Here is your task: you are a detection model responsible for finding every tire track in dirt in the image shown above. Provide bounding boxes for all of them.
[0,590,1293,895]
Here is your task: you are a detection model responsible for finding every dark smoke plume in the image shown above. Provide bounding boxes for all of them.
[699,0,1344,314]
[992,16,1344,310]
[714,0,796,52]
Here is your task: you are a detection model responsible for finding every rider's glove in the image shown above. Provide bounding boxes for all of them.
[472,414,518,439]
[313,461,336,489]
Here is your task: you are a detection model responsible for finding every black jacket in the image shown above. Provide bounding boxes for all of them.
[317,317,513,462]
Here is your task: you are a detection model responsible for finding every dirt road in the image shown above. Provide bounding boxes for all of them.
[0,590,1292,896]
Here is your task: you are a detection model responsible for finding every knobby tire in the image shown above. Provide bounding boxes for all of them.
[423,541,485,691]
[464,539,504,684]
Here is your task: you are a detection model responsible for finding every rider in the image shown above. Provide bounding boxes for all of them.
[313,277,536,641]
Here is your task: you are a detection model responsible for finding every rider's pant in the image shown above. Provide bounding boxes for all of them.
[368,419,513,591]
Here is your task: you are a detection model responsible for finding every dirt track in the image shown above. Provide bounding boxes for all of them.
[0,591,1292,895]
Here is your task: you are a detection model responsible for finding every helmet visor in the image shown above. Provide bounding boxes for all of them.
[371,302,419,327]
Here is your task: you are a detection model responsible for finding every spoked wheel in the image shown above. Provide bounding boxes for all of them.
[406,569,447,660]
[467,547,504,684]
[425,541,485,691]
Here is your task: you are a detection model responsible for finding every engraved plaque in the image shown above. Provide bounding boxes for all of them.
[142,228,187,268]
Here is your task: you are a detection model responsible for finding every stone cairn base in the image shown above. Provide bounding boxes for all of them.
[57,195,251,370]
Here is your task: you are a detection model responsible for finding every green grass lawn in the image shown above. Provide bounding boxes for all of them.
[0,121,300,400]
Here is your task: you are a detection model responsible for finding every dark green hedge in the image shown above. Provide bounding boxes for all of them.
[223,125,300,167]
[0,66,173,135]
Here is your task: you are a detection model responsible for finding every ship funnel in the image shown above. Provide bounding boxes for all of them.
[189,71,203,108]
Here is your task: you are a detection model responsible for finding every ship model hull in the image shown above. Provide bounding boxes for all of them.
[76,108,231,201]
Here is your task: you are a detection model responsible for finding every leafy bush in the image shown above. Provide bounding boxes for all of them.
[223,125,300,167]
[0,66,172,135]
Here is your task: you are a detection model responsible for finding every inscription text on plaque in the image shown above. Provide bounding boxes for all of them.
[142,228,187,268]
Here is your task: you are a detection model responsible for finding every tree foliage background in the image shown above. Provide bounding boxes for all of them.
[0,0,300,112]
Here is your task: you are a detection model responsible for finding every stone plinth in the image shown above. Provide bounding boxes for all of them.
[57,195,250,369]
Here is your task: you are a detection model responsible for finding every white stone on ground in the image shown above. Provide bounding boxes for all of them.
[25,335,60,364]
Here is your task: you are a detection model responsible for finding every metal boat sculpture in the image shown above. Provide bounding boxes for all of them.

▶ EXERCISE DESCRIPTION
Rewrite every line of the records above as a numbered list, dropping any blank lines.

▶ SOLVED EXERCISE
1. Here is your task: you are a detection model responsible for finding every tire track in dirt in the image shown above. Provide bounding boxes for all of them.
2. [0,590,1293,895]
3. Here is your task: you are a detection model responsible for finding every dark smoke plume in the image shown above. Provide bounding boxes for all of them.
4. [699,0,1344,314]
5. [992,16,1344,310]
6. [714,0,796,52]
7. Here is your task: you are a detection model responsible for finding every rider's glove in the image shown above. Provide bounding boxes for all of them.
8. [472,414,518,439]
9. [313,461,336,489]
10. Here is your task: you are a detection model responsible for finding every black jacket in the image shown above. Provide bounding boxes for all of them.
11. [317,317,513,462]
12. Here is your task: you are a detection model responsible for finding every dirt road in the image shown above. Provide bounding boxes for all of them.
13. [0,590,1292,896]
14. Here is your task: you are a detection model responsible for finding every knobby tire in the image shown above. Provide bounding boxes for all of them.
15. [423,541,485,691]
16. [464,539,504,684]
17. Here is your task: you are a detection model responsible for finding every rider in the image shown above. Provide bounding boxes for all of them.
18. [313,277,536,641]
19. Here is your task: you are a detection model responsible for finding every rider's pant in the image shown above. Provide bounding boxes for all of them.
20. [368,419,513,591]
21. Here is your task: you are a detection model responsible for finding every dirt track in the image shown above. Provide bounding boxes for all of them.
22. [0,591,1292,895]
23. Here is your task: you are a detection model responsible for finding every helmet visor in the image shown above. Provide bounding boxes for all of them.
24. [371,302,419,327]
25. Here is your task: you are a detection model responsible for finding every spoked wheel in the image shown above. Provide bounding boxes for all of them.
26. [406,569,447,660]
27. [467,547,504,684]
28. [425,541,485,691]
29. Here is your task: you are a detection model responsible for finding every engraved plaque in the image shown above. Provide bounding boxes for all of them.
30. [142,228,187,268]
31. Here is your task: you are a detection model responsible for finding every stone cairn base in the image shown above. Provide bounding boxes for all of them.
32. [57,195,251,370]
33. Here is your task: you are a detection model responsible for finding every green grass lawn in the image shown above. Provide bounding boxes for all of them.
34. [0,121,300,400]
35. Here is your task: you are a detection model responsible for finding every dark green hedge in the image shown above. Provide bounding boxes for all of them.
36. [223,125,300,167]
37. [0,66,173,135]
38. Here is your task: you are a detection model responsible for finding every ship funnel in the image shown above. Provide bounding boxes for all of them.
39. [189,71,203,108]
40. Here is your task: you are a detection model responsible for finding every ship model hull in the image shown above. Provide bounding boxes for all of them.
41. [76,108,231,201]
42. Here is your task: you are a detection model responsible for finding every leafy bush in the image shown above. Provide bounding boxes for all of them.
43. [223,125,300,167]
44. [0,66,172,135]
45. Here is your task: you are a detection model responsible for finding every inscription text on plaque in the image shown above. Provide bounding boxes for all of them.
46. [142,228,187,268]
47. Here is your task: you are a detection model responsible for finding every tree foliage background in the image shown above. Provide bounding boxes for all of them.
48. [0,0,300,112]
49. Here is your task: you are a detection model responsible for finding every stone plinth in the image shown above. Provide bounding boxes for all of them.
50. [57,195,250,369]
51. Here is your task: you are a detection model responsible for finding every white stone on ground in the image shown above. Provide bounding boxes for all of them.
52. [25,335,60,364]
53. Here is your task: you are a detection model responsible for finding every metal boat sculpture in the image shown above. Provide bounding boxes for all of them.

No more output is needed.